● Exercise description
Render every one of the rows below as a numbered list, omitting any blank lines.

— begin Exercise input —

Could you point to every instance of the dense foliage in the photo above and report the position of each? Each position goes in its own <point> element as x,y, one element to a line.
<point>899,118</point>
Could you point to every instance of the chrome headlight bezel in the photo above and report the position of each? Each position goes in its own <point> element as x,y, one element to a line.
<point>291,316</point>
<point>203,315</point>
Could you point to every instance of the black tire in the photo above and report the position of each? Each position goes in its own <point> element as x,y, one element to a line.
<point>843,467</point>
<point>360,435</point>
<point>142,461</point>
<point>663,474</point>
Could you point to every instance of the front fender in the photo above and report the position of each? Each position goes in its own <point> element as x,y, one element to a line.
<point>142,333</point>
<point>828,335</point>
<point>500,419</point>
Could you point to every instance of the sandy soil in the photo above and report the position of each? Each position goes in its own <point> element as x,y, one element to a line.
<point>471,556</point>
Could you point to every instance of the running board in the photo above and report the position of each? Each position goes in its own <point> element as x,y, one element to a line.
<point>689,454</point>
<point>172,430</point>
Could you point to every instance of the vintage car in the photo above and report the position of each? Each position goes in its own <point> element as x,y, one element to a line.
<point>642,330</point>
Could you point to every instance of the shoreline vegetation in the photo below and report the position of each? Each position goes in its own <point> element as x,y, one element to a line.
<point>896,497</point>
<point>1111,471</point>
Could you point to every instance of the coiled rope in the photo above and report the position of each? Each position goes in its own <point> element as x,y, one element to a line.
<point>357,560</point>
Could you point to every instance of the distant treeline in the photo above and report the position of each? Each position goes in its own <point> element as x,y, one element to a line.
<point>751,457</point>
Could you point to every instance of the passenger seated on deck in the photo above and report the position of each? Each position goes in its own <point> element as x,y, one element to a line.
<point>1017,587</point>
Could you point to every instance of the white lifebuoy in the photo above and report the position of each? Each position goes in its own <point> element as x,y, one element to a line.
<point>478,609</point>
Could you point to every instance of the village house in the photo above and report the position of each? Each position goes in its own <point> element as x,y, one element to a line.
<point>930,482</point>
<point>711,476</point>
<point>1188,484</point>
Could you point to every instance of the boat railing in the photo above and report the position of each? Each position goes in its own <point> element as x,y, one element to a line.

— end Exercise input —

● Full response
1. Could you point to every instance of the dense foliage in the photo above and report the position of each? Each position goes in its own <point> element as x,y, one element to a line.
2. <point>899,118</point>
3. Could you point to every instance of the chrome headlight bezel in the photo above and report the position of each? Each position goes in its own <point> element as x,y, one element to a line.
4. <point>291,316</point>
5. <point>203,315</point>
6. Could you point to every instance of the black tire in the photo above and report the position of each? Each position goes in its own <point> element as x,y, one element to a line.
7. <point>843,467</point>
8. <point>360,435</point>
9. <point>142,461</point>
10. <point>663,474</point>
11. Could you point to every instance of the front fender in the photo above and report the position of each? Each position goes in its own <point> element as x,y, one element to a line.
12. <point>142,333</point>
13. <point>828,335</point>
14. <point>500,419</point>
15. Could you point to every instance of the sandy soil in the photo above and report the position of each? Each position goes in its own <point> element as x,y, one element to a line.
16. <point>471,556</point>
17. Could you point to every instance of the running board in the photo above and report the position of each? Each position goes in its own <point> element as x,y, one element to a line.
18. <point>689,454</point>
19. <point>172,430</point>
20. Could you point to every instance of the vintage car in the photo above and report the position of each? Each position goes in its own <point> element as x,y, one element to a line.
21. <point>642,330</point>
22. Could you point to every instance of the shoreline vegetation in the photo below and report the position of each? Each position goes in its own <point> element as x,y, one element to a line.
23. <point>896,497</point>
24. <point>1111,471</point>
25. Could you point to every instance of the coiled rope in the photo above and report the position of each? Each position goes in its own <point> element as x,y, one element to a line.
26. <point>357,560</point>
27. Could you point to every instance of the distant treeline in the photo above and report the position of each? Each position goes in its own <point> element as x,y, one element to a line.
28. <point>751,457</point>
29. Could you point to every instance of the passenger seated on deck in the photo above and report the position of each? Each position goes in its own <point> element as x,y, one element to a line.
30. <point>1017,587</point>
31. Could you point to every instance of the white lifebuoy in the photo above and report the position of each? Each position goes in its own <point> element as x,y, one element to a line.
32. <point>478,609</point>
33. Could you point to every instance of the village house in the photo above and report the position of each? Each position goes in its own <point> element as x,y, one element to a line.
34. <point>930,482</point>
35. <point>711,476</point>
36. <point>1188,484</point>
37. Could you point to every instance of the boat railing in the photo above and report the position of each? Each position goes in its own <point> element as x,y, one element to a line.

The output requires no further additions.